» SUPPLIED MATERIAL:
⟨
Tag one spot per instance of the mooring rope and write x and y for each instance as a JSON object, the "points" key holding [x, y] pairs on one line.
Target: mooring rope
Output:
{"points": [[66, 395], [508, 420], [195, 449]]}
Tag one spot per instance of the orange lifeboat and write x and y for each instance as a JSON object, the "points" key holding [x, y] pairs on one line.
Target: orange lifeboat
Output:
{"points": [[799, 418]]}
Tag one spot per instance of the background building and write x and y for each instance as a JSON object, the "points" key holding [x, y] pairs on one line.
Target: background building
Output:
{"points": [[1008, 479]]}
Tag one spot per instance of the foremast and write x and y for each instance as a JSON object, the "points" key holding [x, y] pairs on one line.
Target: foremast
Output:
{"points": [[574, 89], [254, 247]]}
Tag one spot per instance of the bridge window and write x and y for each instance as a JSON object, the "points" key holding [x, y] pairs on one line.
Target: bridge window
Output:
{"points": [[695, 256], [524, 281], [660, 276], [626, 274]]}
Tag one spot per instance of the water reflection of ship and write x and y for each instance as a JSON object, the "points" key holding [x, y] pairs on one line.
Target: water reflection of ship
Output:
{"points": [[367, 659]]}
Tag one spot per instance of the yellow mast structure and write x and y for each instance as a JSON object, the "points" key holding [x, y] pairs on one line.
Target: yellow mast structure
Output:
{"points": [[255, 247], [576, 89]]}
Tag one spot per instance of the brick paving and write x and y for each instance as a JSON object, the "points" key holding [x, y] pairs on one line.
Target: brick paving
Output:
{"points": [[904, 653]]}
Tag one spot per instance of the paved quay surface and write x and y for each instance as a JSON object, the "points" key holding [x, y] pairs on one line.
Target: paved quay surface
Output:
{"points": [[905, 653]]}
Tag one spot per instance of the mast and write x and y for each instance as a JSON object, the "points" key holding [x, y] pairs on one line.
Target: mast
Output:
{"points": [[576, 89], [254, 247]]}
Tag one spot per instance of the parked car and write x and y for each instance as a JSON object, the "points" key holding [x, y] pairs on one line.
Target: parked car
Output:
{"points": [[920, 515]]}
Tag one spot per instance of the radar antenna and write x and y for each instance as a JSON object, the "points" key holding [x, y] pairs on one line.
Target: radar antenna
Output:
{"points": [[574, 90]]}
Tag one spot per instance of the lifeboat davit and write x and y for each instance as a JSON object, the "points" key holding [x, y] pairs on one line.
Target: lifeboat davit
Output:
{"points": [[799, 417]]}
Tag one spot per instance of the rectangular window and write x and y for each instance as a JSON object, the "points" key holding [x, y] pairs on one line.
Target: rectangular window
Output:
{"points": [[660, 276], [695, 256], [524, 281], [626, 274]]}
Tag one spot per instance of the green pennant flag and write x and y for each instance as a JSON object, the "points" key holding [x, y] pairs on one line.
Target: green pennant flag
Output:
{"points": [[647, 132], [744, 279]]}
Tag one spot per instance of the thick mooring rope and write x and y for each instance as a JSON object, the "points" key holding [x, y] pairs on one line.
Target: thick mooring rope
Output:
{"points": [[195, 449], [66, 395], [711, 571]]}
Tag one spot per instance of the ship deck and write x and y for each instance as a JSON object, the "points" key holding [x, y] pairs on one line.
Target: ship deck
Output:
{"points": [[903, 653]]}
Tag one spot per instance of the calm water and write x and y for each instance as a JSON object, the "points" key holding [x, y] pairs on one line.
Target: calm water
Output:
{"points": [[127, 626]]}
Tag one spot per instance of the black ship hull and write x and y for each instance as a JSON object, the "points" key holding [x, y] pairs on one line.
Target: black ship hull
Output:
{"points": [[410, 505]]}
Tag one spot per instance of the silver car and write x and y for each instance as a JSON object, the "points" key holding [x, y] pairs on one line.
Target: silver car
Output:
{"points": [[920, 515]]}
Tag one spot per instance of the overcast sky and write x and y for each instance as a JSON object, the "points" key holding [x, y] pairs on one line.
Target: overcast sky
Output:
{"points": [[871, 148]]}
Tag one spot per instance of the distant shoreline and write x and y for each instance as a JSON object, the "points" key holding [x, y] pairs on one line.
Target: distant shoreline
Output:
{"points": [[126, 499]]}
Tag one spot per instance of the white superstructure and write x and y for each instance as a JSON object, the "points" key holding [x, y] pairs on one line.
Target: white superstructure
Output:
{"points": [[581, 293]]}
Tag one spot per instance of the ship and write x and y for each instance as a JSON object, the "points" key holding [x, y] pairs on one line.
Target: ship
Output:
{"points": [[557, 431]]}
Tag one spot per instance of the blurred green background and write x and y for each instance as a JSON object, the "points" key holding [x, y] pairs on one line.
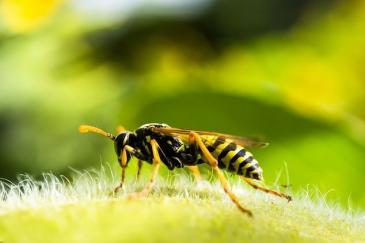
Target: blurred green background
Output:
{"points": [[290, 71]]}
⟩
» PROBLEM: Rescale everything from the line containing "Tag one spot per instance of the blurred" down to the end of the material, both ends included, and write those lines out again with the requests. Multiply each point coordinate in the answers by 1.8 and round it to a whole number, rounding halves up, and leave the picture out.

» ANSWER TO THE PROBLEM:
Tag one spot per instance of the blurred green background and write x and y for each instance as a JSON object, the "points" key holding [x, y] pairs on one line.
Target: blurred green background
Output:
{"points": [[522, 128]]}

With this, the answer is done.